◆ EXERCISE AIM
Set down all of the data that follows word for word, without the images.

◆ GIVEN INFORMATION
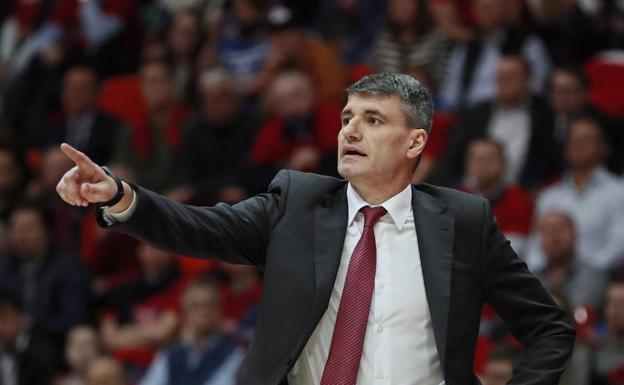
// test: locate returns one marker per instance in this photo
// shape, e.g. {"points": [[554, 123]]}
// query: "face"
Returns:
{"points": [[557, 237], [11, 324], [105, 371], [219, 103], [490, 14], [292, 95], [567, 93], [81, 348], [585, 147], [497, 372], [375, 144], [156, 86], [184, 34], [27, 234], [402, 12], [512, 81], [202, 309], [485, 163], [614, 309], [80, 91]]}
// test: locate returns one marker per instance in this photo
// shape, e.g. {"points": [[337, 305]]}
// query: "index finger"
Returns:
{"points": [[82, 161]]}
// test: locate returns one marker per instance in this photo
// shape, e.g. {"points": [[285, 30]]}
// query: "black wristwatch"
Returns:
{"points": [[120, 191]]}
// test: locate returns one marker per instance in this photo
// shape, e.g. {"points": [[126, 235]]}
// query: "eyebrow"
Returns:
{"points": [[366, 112]]}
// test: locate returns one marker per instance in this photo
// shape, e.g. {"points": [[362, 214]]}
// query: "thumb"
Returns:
{"points": [[97, 192]]}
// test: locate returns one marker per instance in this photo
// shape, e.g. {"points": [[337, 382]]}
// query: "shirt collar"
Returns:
{"points": [[399, 206]]}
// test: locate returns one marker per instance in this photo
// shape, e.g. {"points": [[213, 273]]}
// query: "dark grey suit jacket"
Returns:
{"points": [[295, 233]]}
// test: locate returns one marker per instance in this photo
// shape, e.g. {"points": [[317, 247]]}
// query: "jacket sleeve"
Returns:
{"points": [[529, 311], [236, 233]]}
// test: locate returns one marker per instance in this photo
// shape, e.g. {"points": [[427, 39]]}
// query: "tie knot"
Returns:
{"points": [[372, 215]]}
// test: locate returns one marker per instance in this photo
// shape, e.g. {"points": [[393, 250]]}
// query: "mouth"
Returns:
{"points": [[349, 150]]}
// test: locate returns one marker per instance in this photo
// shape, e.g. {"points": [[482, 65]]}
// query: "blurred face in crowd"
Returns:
{"points": [[28, 236], [184, 34], [247, 14], [402, 12], [485, 163], [80, 91], [567, 93], [220, 101], [614, 310], [512, 81], [156, 85], [585, 148], [82, 348], [497, 372], [202, 309], [375, 143], [106, 371], [11, 324], [292, 95], [490, 14], [153, 261], [557, 236], [10, 172]]}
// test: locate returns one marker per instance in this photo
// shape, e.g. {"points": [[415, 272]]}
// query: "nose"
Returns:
{"points": [[351, 131]]}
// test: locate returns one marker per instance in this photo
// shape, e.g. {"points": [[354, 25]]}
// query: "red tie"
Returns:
{"points": [[345, 352]]}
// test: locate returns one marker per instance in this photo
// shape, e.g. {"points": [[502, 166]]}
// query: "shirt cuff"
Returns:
{"points": [[121, 216]]}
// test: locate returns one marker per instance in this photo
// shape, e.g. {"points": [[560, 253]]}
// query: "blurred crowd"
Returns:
{"points": [[204, 100]]}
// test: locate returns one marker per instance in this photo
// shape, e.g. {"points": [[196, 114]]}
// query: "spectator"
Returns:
{"points": [[499, 365], [203, 354], [564, 270], [241, 45], [149, 151], [608, 362], [106, 371], [52, 286], [409, 39], [351, 26], [81, 349], [591, 195], [511, 204], [299, 134], [217, 144], [520, 122], [145, 310], [25, 358], [472, 68], [292, 48], [569, 100], [80, 123], [183, 45]]}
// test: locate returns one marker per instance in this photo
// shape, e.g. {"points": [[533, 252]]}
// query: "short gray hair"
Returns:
{"points": [[416, 98]]}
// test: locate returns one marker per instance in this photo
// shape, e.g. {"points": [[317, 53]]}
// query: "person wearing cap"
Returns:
{"points": [[367, 279]]}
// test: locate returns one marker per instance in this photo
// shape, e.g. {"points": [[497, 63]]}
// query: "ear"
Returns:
{"points": [[418, 139]]}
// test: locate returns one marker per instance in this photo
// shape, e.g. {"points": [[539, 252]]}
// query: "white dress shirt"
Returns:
{"points": [[399, 347]]}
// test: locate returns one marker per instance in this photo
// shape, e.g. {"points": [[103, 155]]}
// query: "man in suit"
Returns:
{"points": [[390, 293], [522, 123]]}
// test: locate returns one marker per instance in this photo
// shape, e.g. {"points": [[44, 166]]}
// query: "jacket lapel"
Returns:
{"points": [[330, 227], [435, 233]]}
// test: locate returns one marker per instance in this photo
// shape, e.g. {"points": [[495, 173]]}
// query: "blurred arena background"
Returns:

◆ CORRECT ANSWER
// test: locate returns one marker per instance in this photo
// shape, e.g. {"points": [[554, 123]]}
// query: "face"
Returns:
{"points": [[557, 237], [11, 324], [105, 371], [219, 103], [490, 14], [292, 95], [567, 93], [81, 348], [585, 147], [497, 372], [375, 144], [156, 86], [184, 34], [27, 234], [402, 12], [512, 81], [202, 309], [485, 163], [614, 309], [80, 91]]}
// test: locate returns one marker per instance in this photo
// shape, e.g. {"points": [[337, 305]]}
// query: "index finger"
Returns:
{"points": [[82, 161]]}
// test: locate returns one marker per instance in this photo
// shape, e.g. {"points": [[285, 30]]}
// query: "black wristwatch"
Returns:
{"points": [[120, 191]]}
// test: locate returns one marker per instance in this photo
// shape, e.g. {"points": [[126, 235]]}
// query: "eyebrow"
Returns:
{"points": [[366, 112]]}
// test: locate returns one marker per instance in this photo
// shape, e.g. {"points": [[362, 214]]}
// query: "thumb"
Returns:
{"points": [[97, 192]]}
// test: locate returns one marker per instance in this photo
// shape, e.g. {"points": [[337, 382]]}
// query: "shirt collar"
Returns:
{"points": [[399, 206]]}
// test: locate returns one marker per instance in this photo
// shape, e.g. {"points": [[213, 273]]}
// query: "dark grey suit jacket"
Returns:
{"points": [[295, 233]]}
// test: locate returns one marker per instance in this photo
// shape, e.g. {"points": [[317, 247]]}
// query: "jacket sleeve"
Returns:
{"points": [[529, 311], [236, 233]]}
// test: locate returns one marker per instance in this photo
// shape, e.g. {"points": [[427, 39]]}
// query: "tie knot"
Returns:
{"points": [[372, 215]]}
// test: locate returns one marker per instance in this photo
// shape, e.g. {"points": [[393, 250]]}
// query: "mouth"
Returns:
{"points": [[349, 150]]}
// test: locate returns one marker per instance in this photo
// shape, e.g. {"points": [[482, 65]]}
// query: "blurred face in crowd"
Returns:
{"points": [[28, 236], [184, 34], [247, 14], [402, 12], [485, 163], [80, 91], [567, 93], [220, 101], [614, 310], [512, 81], [156, 85], [585, 148], [82, 348], [497, 372], [202, 309], [375, 143], [106, 371], [11, 324], [292, 95], [490, 14], [153, 261], [557, 236], [10, 172]]}
// test: locate returns one marker per instance in this photo
// shape, e.g. {"points": [[415, 272]]}
// query: "nose"
Returns:
{"points": [[351, 131]]}
// test: locate returns one marker per instance in this photo
// shape, e.g. {"points": [[354, 25]]}
// query: "red tie"
Returns:
{"points": [[345, 352]]}
// test: locate returns one marker per instance in this photo
// shape, e.g. {"points": [[502, 166]]}
// query: "shirt cuff"
Returns:
{"points": [[121, 216]]}
// test: locate returns one marker per instance in this photo
// shape, e.g. {"points": [[560, 253]]}
// query: "blurred crowd"
Returns:
{"points": [[204, 100]]}
// test: locate returns one marker per instance in this photo
// shape, e.g. {"points": [[196, 114]]}
// query: "spectator"
Returns:
{"points": [[499, 365], [203, 354], [564, 270], [241, 45], [149, 151], [608, 362], [106, 371], [52, 286], [409, 39], [351, 26], [81, 349], [591, 195], [511, 204], [299, 134], [217, 144], [520, 122], [145, 310], [25, 358], [472, 68], [292, 48], [569, 100], [80, 123], [183, 45]]}
// test: locate returns one marker per instance in this photo
// shape, e.g. {"points": [[533, 252]]}
// query: "short gray hair"
Returns:
{"points": [[416, 98]]}
// test: locate returns one marker per instance in this photo
// shape, e.g. {"points": [[317, 53]]}
// query: "person wearing cap"
Returns:
{"points": [[367, 279]]}
// test: locate returns one marker per instance in this photo
// shape, e.g. {"points": [[497, 63]]}
// query: "ear"
Returns:
{"points": [[418, 139]]}
// test: locate returns one marker per instance in this photo
// shape, e.g. {"points": [[539, 252]]}
// query: "white dress shirt"
Returns:
{"points": [[399, 347]]}
// test: locate returns one marker per instance in this photo
// shape, e.g. {"points": [[103, 155]]}
// query: "man in suit"
Returns:
{"points": [[390, 293], [522, 123]]}
// test: locate returns one marker per instance in this photo
// shape, e.g. {"points": [[44, 166]]}
// query: "jacket lapel"
Returns:
{"points": [[330, 227], [435, 233]]}
// test: locate returns one marker per instance in this photo
// shape, e.g. {"points": [[495, 173]]}
// query: "blurred arena background"
Returns:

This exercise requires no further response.